Exercise prompt: Format the lines of the records below as a Markdown table with two columns, Row and Line: number each line in Row and put its text in Line, leaving out blank lines. Cover every record, and omit the pictures from the table.

Records from a data collection:
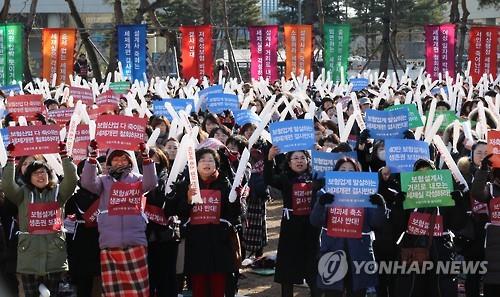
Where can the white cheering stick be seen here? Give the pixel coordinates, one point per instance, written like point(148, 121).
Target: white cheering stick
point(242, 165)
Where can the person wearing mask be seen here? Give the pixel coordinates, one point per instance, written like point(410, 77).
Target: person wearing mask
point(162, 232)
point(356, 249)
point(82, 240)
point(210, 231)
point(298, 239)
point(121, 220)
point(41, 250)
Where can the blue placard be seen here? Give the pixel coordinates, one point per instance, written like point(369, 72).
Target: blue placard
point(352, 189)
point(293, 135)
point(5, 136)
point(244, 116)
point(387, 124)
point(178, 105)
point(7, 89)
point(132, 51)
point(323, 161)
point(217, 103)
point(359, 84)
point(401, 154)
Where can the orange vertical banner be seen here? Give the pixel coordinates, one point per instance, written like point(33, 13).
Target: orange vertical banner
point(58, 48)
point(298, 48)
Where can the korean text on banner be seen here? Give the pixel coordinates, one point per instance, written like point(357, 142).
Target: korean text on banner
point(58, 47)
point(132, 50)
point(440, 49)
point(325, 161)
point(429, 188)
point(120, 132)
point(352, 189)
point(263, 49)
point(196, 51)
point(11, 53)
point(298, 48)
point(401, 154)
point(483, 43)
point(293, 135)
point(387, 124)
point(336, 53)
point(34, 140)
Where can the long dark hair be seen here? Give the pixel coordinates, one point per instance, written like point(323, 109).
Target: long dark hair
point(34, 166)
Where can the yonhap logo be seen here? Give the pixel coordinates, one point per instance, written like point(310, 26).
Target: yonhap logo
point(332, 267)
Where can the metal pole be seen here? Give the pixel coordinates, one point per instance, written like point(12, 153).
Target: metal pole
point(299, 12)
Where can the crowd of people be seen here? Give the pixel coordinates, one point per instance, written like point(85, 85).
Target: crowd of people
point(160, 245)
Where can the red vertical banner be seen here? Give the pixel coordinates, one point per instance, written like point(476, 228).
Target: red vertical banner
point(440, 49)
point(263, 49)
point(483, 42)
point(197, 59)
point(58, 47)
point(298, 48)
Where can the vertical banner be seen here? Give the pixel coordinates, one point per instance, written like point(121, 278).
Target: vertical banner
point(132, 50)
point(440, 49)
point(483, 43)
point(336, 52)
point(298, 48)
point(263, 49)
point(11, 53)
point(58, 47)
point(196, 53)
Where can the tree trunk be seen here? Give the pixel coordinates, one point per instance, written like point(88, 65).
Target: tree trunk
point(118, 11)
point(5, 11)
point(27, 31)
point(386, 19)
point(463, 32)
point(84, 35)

Solution for this task:
| Row | Line |
|---|---|
| 1 | Where can the white cheering stick be seen here? Give the pixel coordinates, one point per instance, written like point(148, 121). |
| 2 | Target: white cheering stick |
| 3 | point(242, 165) |
| 4 | Where can the person wearing mask be seen here? Give the pixel coordinates, one point per instance, written like point(410, 77). |
| 5 | Target: person wearing mask |
| 6 | point(162, 232) |
| 7 | point(356, 249) |
| 8 | point(82, 240) |
| 9 | point(210, 231) |
| 10 | point(298, 239) |
| 11 | point(121, 220) |
| 12 | point(41, 250) |
| 13 | Where can the blue placard be seen here? Give the pixel coordinates, one point per instance, written like point(369, 72). |
| 14 | Target: blue placard |
| 15 | point(352, 189) |
| 16 | point(293, 135) |
| 17 | point(5, 136) |
| 18 | point(244, 116) |
| 19 | point(387, 124) |
| 20 | point(178, 105) |
| 21 | point(7, 89) |
| 22 | point(132, 51) |
| 23 | point(323, 161) |
| 24 | point(217, 103) |
| 25 | point(359, 84) |
| 26 | point(401, 154) |
| 27 | Where can the orange vertical banner be seen here? Give the pixel coordinates, one point per instance, written like point(33, 13). |
| 28 | Target: orange vertical banner |
| 29 | point(58, 48) |
| 30 | point(298, 48) |
| 31 | Where can the korean text on banner be seen here? Give the pixel coordinates, one point per instance, written like point(357, 142). |
| 32 | Target: korean text on banner |
| 33 | point(58, 47) |
| 34 | point(132, 50) |
| 35 | point(440, 49) |
| 36 | point(325, 161) |
| 37 | point(429, 188) |
| 38 | point(120, 132) |
| 39 | point(352, 189) |
| 40 | point(263, 49) |
| 41 | point(196, 51) |
| 42 | point(11, 53) |
| 43 | point(298, 48) |
| 44 | point(401, 154) |
| 45 | point(483, 43) |
| 46 | point(293, 135) |
| 47 | point(387, 124) |
| 48 | point(336, 53) |
| 49 | point(34, 140) |
| 50 | Where can the long dark hair be seen here? Give the pixel coordinates, one point per instance, written like point(323, 109). |
| 51 | Target: long dark hair |
| 52 | point(34, 166) |
| 53 | Where can the yonhap logo be seen here? Give the pixel coordinates, one point per instance, written like point(310, 26). |
| 54 | Target: yonhap logo |
| 55 | point(332, 267) |
| 56 | Where can the metal pole be seen here? Give the pixel coordinates, one point per instance, written like point(12, 153). |
| 57 | Target: metal pole |
| 58 | point(299, 12) |
| 59 | Where can the crowd of people be seen here? Give the pixel coordinates, one point per instance, written like point(85, 85). |
| 60 | Target: crowd of people |
| 61 | point(160, 245) |
| 62 | Where can the red vertical banner be seen here? Give the pixel coordinates, one point per instance, written like point(476, 228). |
| 63 | Target: red vertical banner |
| 64 | point(440, 49) |
| 65 | point(263, 49) |
| 66 | point(483, 42) |
| 67 | point(197, 59) |
| 68 | point(58, 47) |
| 69 | point(298, 48) |
| 70 | Where can the vertical banner be seen here? Give the pixel coordinates, one point per instance, written like point(121, 278). |
| 71 | Target: vertical banner |
| 72 | point(132, 50) |
| 73 | point(440, 49) |
| 74 | point(483, 43) |
| 75 | point(336, 52) |
| 76 | point(298, 48) |
| 77 | point(263, 49) |
| 78 | point(11, 53) |
| 79 | point(58, 47) |
| 80 | point(196, 53) |
| 81 | Where can the tree trunk be seen here? Give the pixel coordinates, one point per instance, written like point(88, 65). |
| 82 | Target: tree trunk |
| 83 | point(118, 11) |
| 84 | point(5, 11) |
| 85 | point(27, 31) |
| 86 | point(386, 19) |
| 87 | point(463, 32) |
| 88 | point(84, 35) |